#### Job
Rewrite the listing below with every "Output" changed to "Result" and nothing else altered.

# # # #

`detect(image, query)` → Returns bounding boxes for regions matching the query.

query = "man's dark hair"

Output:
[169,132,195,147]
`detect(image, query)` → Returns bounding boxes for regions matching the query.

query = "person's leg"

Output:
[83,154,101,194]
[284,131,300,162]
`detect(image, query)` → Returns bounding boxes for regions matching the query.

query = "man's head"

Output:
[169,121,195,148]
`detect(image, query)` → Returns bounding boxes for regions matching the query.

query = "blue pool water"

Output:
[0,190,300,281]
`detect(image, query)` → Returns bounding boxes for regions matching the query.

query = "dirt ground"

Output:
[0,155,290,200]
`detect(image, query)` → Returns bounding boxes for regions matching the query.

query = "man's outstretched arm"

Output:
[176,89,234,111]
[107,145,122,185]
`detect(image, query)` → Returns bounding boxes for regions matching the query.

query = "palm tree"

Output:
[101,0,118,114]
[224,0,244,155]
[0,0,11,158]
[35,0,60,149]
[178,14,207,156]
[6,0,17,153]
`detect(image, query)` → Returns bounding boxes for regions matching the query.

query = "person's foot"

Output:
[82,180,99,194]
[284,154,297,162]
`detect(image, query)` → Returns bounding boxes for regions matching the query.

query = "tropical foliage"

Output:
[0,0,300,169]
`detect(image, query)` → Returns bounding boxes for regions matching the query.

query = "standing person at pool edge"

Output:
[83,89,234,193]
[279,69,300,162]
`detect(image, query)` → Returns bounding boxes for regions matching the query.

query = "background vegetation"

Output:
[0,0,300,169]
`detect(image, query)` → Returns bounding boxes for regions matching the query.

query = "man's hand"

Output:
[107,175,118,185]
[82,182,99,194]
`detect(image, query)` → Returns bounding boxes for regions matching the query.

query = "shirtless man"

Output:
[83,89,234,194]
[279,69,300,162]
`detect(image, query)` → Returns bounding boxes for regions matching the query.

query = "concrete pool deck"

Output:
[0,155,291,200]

# # # #

#### Exercise response
`detect(image, query)` → Returns bounding boxes for regions matching the query.

query = "man's dark hair"

Result:
[169,132,195,147]
`detect(image, query)` → Returns bounding boxes for regions matching the query.

query = "person's leg"

Result:
[83,154,101,194]
[284,131,300,162]
`detect(image, query)` → Returns bounding boxes for regions matching the query.

query = "man's head"

Result:
[169,121,195,148]
`detect(image, query)` → Returns bounding boxes for regions matching the query.

query = "blue pool water"

Result:
[0,190,300,281]
`detect(image, query)` → Returns bounding boxes for regions matching the query.

query = "dirt ground"

Result:
[0,155,290,200]
`detect(image, query)` → Returns bounding boxes for regions matching the query.

query = "man's outstretched arm"

Result:
[176,89,234,111]
[107,145,122,185]
`detect(image, query)` → Returns bounding boxes for regions matching the query.

query = "palm tree"

Result:
[101,0,118,114]
[224,0,244,155]
[0,0,11,158]
[35,0,60,149]
[178,14,207,156]
[6,0,17,153]
`detect(image, query)` → Returns bounding boxes for regions matching the query.

query = "person's foot"

Result:
[82,180,99,194]
[284,154,297,162]
`detect(image, query)` → Returns bounding boxes for regions matching the query.

query = "tropical foliage"

Result:
[0,0,300,169]
`detect(image, query)` → Returns bounding boxes for regions matching the query.

query = "standing person at pool edge"

Result:
[83,89,234,193]
[279,69,300,162]
`detect(image, query)` → Returns bounding boxes for regions matching the query.

query = "background vegetation"

Result:
[0,0,300,169]
`detect(image, query)` → Returns bounding boxes for regions matching the query.

query = "man's hand"

Result:
[107,175,118,185]
[82,182,99,194]
`detect(image, query)` → Returns bounding boxes for regions matching the query.

query = "shirtless man"

Result:
[83,89,234,194]
[279,69,300,162]
`detect(image, query)` → Returns bounding boxes for regions matching the query.

query = "concrete pool deck"

Result:
[0,155,291,200]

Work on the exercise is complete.